(Detection material)
^^^^

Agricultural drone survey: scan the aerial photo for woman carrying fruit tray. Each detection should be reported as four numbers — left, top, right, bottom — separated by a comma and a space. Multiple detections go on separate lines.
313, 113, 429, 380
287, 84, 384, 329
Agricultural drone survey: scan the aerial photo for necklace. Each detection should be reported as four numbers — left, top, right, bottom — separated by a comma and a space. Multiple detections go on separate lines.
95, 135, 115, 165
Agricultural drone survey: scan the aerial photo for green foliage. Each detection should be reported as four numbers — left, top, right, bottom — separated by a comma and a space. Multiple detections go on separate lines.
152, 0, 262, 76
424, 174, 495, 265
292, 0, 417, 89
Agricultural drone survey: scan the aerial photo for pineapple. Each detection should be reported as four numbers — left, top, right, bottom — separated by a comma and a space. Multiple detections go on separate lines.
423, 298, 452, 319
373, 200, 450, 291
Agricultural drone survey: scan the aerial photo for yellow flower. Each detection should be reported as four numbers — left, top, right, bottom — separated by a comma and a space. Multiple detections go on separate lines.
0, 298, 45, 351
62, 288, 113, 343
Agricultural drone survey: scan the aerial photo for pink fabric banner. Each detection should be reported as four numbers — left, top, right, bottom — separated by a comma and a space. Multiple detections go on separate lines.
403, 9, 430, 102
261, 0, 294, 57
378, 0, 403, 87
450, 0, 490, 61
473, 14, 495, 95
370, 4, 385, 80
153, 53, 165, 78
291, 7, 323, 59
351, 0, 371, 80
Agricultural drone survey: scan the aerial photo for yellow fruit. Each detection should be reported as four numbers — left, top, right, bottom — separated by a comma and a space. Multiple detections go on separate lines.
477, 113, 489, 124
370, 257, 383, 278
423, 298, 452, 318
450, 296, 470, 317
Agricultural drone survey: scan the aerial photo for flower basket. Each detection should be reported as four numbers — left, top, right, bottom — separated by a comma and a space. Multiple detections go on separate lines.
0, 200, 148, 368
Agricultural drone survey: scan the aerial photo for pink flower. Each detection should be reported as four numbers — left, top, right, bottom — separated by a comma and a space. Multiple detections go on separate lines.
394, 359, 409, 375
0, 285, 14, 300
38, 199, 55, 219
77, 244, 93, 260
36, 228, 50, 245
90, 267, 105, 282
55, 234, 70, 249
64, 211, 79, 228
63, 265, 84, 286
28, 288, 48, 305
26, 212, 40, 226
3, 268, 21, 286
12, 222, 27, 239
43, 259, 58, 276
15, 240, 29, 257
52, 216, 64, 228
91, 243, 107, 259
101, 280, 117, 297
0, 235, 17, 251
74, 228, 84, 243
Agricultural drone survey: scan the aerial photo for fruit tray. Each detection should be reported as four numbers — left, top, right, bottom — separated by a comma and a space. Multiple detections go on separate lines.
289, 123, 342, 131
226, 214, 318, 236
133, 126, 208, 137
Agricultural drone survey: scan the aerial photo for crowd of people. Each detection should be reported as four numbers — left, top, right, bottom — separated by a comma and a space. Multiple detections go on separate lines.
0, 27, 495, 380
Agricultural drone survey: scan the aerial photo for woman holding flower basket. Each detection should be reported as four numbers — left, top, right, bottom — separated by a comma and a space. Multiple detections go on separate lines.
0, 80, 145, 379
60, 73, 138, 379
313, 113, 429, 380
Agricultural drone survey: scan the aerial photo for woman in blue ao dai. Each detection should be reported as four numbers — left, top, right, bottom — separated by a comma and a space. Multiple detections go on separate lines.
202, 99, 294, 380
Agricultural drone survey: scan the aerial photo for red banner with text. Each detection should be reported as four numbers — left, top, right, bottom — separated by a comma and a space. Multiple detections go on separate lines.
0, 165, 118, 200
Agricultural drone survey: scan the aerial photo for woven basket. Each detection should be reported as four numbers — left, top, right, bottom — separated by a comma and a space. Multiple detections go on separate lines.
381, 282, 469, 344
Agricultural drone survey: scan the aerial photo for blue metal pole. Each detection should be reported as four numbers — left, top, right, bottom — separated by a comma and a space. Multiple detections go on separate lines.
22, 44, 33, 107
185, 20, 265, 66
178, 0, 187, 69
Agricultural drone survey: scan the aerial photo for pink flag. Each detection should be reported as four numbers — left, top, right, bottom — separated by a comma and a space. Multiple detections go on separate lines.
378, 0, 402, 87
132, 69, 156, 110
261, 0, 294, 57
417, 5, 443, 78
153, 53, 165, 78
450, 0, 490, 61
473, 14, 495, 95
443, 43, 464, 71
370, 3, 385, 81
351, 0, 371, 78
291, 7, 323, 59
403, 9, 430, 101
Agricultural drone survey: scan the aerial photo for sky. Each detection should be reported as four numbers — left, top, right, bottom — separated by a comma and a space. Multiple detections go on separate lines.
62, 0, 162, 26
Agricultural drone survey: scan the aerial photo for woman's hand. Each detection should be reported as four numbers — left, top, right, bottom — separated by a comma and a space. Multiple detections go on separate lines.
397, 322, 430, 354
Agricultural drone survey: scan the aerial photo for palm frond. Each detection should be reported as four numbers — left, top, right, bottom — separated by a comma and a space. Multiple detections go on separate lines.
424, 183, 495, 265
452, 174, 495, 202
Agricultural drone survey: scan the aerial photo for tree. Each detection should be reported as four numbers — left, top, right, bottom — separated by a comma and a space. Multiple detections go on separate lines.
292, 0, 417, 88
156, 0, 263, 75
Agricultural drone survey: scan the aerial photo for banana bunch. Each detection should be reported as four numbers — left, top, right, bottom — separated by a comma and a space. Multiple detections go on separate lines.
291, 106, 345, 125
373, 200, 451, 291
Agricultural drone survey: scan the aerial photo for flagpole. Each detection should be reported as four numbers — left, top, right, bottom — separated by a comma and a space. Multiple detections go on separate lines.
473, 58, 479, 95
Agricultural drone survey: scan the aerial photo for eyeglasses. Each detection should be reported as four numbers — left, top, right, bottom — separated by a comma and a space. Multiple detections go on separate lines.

^^^^

GIVEN PROBLEM :: Please change "Agricultural drone survey" to "Orchard field survey" everywhere it appears in the material above. Give back all the lines with nothing else altered.

PROBLEM SOLUTION ::
Orchard field survey: scan the aerial photo for woman carrying fruit tray. Each detection should be reported as four numbers — left, top, right, bottom — separated by a comma and a space. Multiple detections go on separate lines.
313, 113, 429, 380
287, 84, 384, 329
Orchard field survey: scan the aerial photo for necklace. Each detection should be reported as four numbers — left, top, right, bottom — separated by a comma and a space. Multiple detections go on separate lines.
95, 135, 115, 165
Orchard field survey: scan the aerial photo for green foliage. Each detection should be reported as four numbers — left, top, right, bottom — separated by a comma and a space. Multiple detections go on separate lines.
152, 0, 262, 76
424, 174, 495, 265
292, 0, 417, 89
Orchard field survey: scan the aerial photo for pineapple. Each detection should be reported as four numbers — left, top, right, bottom — separated by a comma and a space. Multiple detections go on separate lines.
423, 298, 452, 319
373, 200, 450, 291
Orchard field survey: scan the aerial photo for yellow flower. Each detection should be reported as four numbers — left, top, right, bottom — separated by a comma and a space. Multiple detections go on separate lines.
0, 298, 45, 351
62, 288, 113, 343
Orchard field survey: scan the aerial photo for pink fabric banner. Each detection should be reported as four numbers — left, top, right, bottom — separated by a comma and a space. Multiple detections go on separate lines.
403, 9, 430, 102
261, 0, 294, 57
378, 0, 403, 87
450, 0, 490, 61
473, 14, 495, 95
370, 4, 385, 80
153, 53, 165, 78
291, 7, 323, 59
351, 0, 371, 80
Orchard field survey: scan the aerial photo for yellow fruit. Each detection should be reported as four numbers — left, top, right, bottom — separated by a comma and a space. Multiple detections go on separate lines.
477, 113, 489, 124
370, 257, 383, 278
423, 298, 452, 318
450, 296, 470, 317
Orchard field survey: scan the aerial photo for flower basket. Each detection should be reported as four numbers — left, top, right, bottom — separated by a comma and a space. Multiple detections go on separate lines.
0, 200, 148, 368
Orchard field survey: scan the aerial photo for pink flower. Each detection should be reported as four numbers — left, top, right, bottom — separated by a comma and a space. Multiple detections go on separate lines.
394, 359, 409, 375
0, 285, 14, 300
38, 199, 55, 219
77, 244, 93, 260
36, 228, 50, 245
90, 267, 105, 282
55, 234, 70, 249
64, 211, 79, 228
63, 265, 84, 286
28, 288, 48, 305
26, 212, 40, 226
3, 268, 21, 286
12, 222, 27, 239
43, 259, 58, 276
15, 240, 29, 257
52, 216, 64, 228
91, 243, 107, 259
101, 280, 117, 297
0, 235, 17, 251
74, 228, 84, 243
Orchard field survey: scan the aerial photo for fruit tray. Each detection should be reported as four numbers — left, top, right, bottom — separated by a comma and a space. Multiple detections go on separate lines.
289, 123, 342, 131
226, 214, 318, 236
133, 126, 208, 137
Orchard field survey: scan the aerial photo for crowd of people. Each detection should be reported as four numbers — left, top, right, bottom — separated by a comma and a space. Multiple detections go on separate lines.
0, 27, 495, 380
Orchard field survey: scan the aerial photo for woman holding flower basket. Each detection should be reported as four numbers — left, top, right, bottom — separated by a comma and a space. Multiple detections go on separate lines.
0, 80, 145, 379
60, 73, 138, 379
313, 113, 429, 380
Orchard field survey: scan the aerial photo for woman in blue ao dai. Each detection should be reported as four numbers — left, top, right, bottom — separated by a comma and a space. Multiple detections go on separate lines.
202, 99, 294, 380
Orchard field survey: scan the aerial photo for red banner with text. Each detection should be reported as four numbers — left, top, right, bottom — separated by a comma and a space. Multiple detections go on separate lines.
0, 165, 118, 200
Orchard field survey: scan the aerial photo for woven basket. Each detection should be reported as four numbers — left, top, right, bottom — separated by a comma and a space. Multiple detections go on separate lines.
381, 282, 469, 344
Orchard field survey: scan the aerial photo for blue metal pole. Each detection should be reported as four numbers — left, top, right, bottom — separated by a comma and a space. Multiple detections go on separate lines.
22, 44, 33, 107
185, 20, 265, 66
178, 0, 187, 69
Orchard field survey: scan the aerial photo for pink flag. Each detection should be reported as four numbers — left, top, right, bottom — separated by a comma and a space. Multiple detections go on separate lines.
378, 0, 402, 87
132, 69, 156, 110
261, 0, 294, 57
417, 5, 443, 78
153, 53, 165, 78
450, 0, 490, 61
473, 14, 495, 95
443, 43, 464, 71
370, 3, 385, 81
351, 0, 371, 78
291, 7, 323, 59
403, 9, 430, 101
Orchard field survey: scan the aerial photo for sky. Each detection should be reported as four numbers — left, top, right, bottom — separated by a comma and a space. Multiple detections go on separate lines.
62, 0, 162, 26
Orchard field survey: scan the aerial photo for woman's hand. Each detection should be reported as four numbers — left, top, right, bottom — separated by a comma and a space. Multiple detections go on separate lines.
397, 322, 430, 354
Orchard field survey: scan the aerial photo for palm frond. Each detection should be reported as four numbers — left, top, right, bottom — separated by a comma and a space. Multiple detections go on separate lines.
424, 183, 495, 265
452, 174, 495, 202
Orchard field survey: scan the aerial photo for tree. Each detection should be reported as four numbers — left, top, right, bottom — separated by a comma and a space. Multiple detections go on separate lines.
292, 0, 417, 88
156, 0, 263, 75
Orchard field survey: scan the aerial photo for banana bunch. Each detection should be reported as four numbers — left, top, right, bottom — separated by a comma and a space. Multiple detections go on separate lines.
291, 106, 345, 125
373, 200, 451, 291
Orchard field survey: scan the aerial photo for flagpole. Each detection should be reported as four numbers — left, top, right, bottom — separated by a comma and a space. Multiple detections go on separate lines.
473, 58, 479, 95
Orchard field survey: scan the aerial photo for eyeglasses. Each detection should be reported as four numbers — left, top, right, bottom — separated by a comma and a space. Multiple detections go on separate lines.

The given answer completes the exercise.